[Problem to solve]
Can you rewrite the entries below as a Markdown table with the columns "Row" and "Line", numbering each row and leaving out blank lines?

[Entries shown]

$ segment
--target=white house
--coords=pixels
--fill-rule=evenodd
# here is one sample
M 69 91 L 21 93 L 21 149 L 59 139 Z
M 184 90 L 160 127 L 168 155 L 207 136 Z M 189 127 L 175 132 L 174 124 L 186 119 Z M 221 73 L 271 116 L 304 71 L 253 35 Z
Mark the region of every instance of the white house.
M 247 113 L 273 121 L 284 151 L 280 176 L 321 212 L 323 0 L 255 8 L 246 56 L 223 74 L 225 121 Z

[Reply to the exercise]
| Row | Line |
|---|---|
| 1 | $ segment |
| 2 | --target=white house |
| 3 | --coords=pixels |
| 4 | --fill-rule=evenodd |
| 5 | # here is one sample |
| 6 | M 69 91 L 21 93 L 21 149 L 59 139 Z |
| 7 | M 184 90 L 160 127 L 168 155 L 207 136 Z M 189 127 L 175 132 L 174 124 L 186 119 Z M 221 73 L 271 116 L 304 71 L 253 35 Z |
| 8 | Mark the region of every instance of the white house. |
| 9 | M 247 113 L 273 121 L 284 151 L 280 176 L 321 212 L 323 0 L 255 8 L 246 56 L 223 74 L 225 121 Z |